> **Texte fourni**
───

En outre, le prix du kilo de karité a augmenté au cours de la dernière décennie. En 2002, l'Union européenne a publié une directive qui a permis de remplacer jusqu'à 5% du poids du chocolat par un équivalent de beurre de cacao. Le beurre de karité, avec sa teneur en matières grasses de haute qualité, a été le substitut idéal, ce qui a permis l'essor du marché. Selon l'Alliance mondiale du karité, la production de beurre de karité a augmenté de 600% au cours des 20 dernières années. La demande est supérieure à l'offre.

Dans ce cas, pourquoi les femmes n'obtiennent‑elles pas une part équitable des bénéfices?

L'une des raisons est que 95% du karité africain est exporté à l'état brut et que celui‑ci passe par trois ou quatre intermédiaires avant d'être finalement commercialisé, ce qui a pour effet de limiter la valeur que les récolteuses tirent de leurs ventes de karité. Or, ce sont les hommes qui dominent les activités les plus rentables.

Autre raison: la récolte des noix de karité et la production du beurre font partie du travail traditionnel des femmes, au même titre que s'occuper des enfants, des cultures vivrières et gérer le foyer, un labeur qui est passe souvent inaperçu lors des analyses de la chaîne d'approvisionnement du karité et du travail des femmes en général. Si tout ce travail – ces longues marches pour atteindre des arbres éloignés, la récolte, les trajets pour trouver du bois destiné à alimenter les feux pour produire du beurre de karité – était reconnu et qu'il était comptabilisé par le marché, les femmes gagneraient énormément plus.

En quête de durabilité 

À l'instar des autres grandes cultures, dès que la communauté mondiale commence à y attribuer de la valeur, les communautés locales peuvent en pâtir. Le karité n'est pas en reste.

───

Pouvez-vous reprendre le texte sur le karité en commençant par « Autre raison: la » et en allant jusqu'à « gagneraient énormément plus. », en renommant « bois » en « combustible » ?

> **Lignes de données**
───

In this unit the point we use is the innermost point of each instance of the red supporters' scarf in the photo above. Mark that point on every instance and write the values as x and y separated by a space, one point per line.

───

> **Corrigé**
Autre raison: la récolte des noix de karité et la production du beurre font partie du travail traditionnel des femmes, au même titre que s'occuper des enfants, des cultures vivrières et gérer le foyer, un labeur qui est passe souvent inaperçu lors des analyses de la chaîne d'approvisionnement du karité et du travail des femmes en général. Si tout ce travail – ces longues marches pour atteindre des arbres éloignés, la récolte, les trajets pour trouver du combustible destiné à alimenter les feux pour produire du beurre de karité – était reconnu et qu'il était comptabilisé par le marché, les femmes gagneraient énormément plus.